→ **Aufgabenstellung**
Ermitteln Sie in der folgenden Auflistung jede Zeile, die das Wort „point“ enthält, und geben Sie diese Zeilen unverändert wieder.

[Gesammelte Daten]

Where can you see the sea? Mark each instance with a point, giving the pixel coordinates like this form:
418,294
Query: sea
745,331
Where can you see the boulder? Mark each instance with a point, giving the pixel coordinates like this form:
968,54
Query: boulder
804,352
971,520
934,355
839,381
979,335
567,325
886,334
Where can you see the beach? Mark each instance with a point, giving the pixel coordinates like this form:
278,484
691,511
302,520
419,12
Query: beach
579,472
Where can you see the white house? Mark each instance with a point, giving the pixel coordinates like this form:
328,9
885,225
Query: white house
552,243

--

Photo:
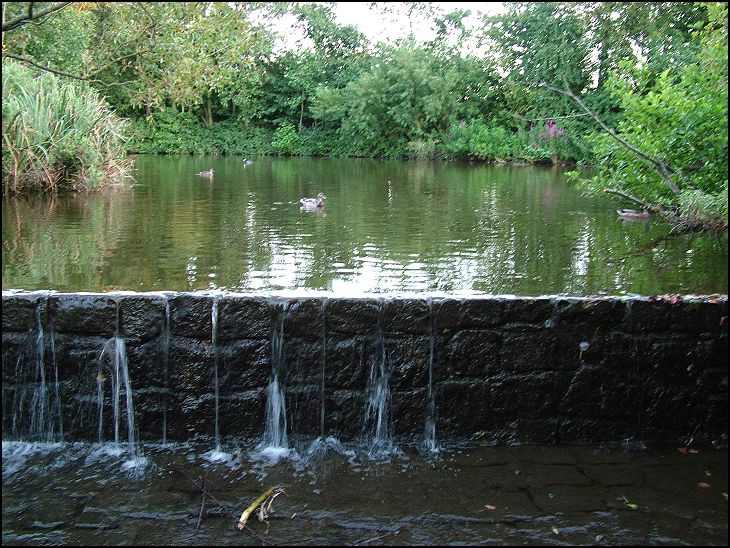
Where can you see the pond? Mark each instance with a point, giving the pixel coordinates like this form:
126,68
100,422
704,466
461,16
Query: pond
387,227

→ **Lösung der Aufgabe**
Where can you see the sea? Mark each instance with a point, giving the pixel coordinates like this form:
Where can you see the boulder? Mark each instance with a point, giving the pixel coordinates like this form:
Where can you see the beach? Mark each instance with a point, giving the pixel coordinates like this form:
Where can you see the white house? Mark each instance with a point, giving the pixel coordinates like this form:
Where can you see the pond? Mark each instance with a point, giving the pixel coordinates like this form:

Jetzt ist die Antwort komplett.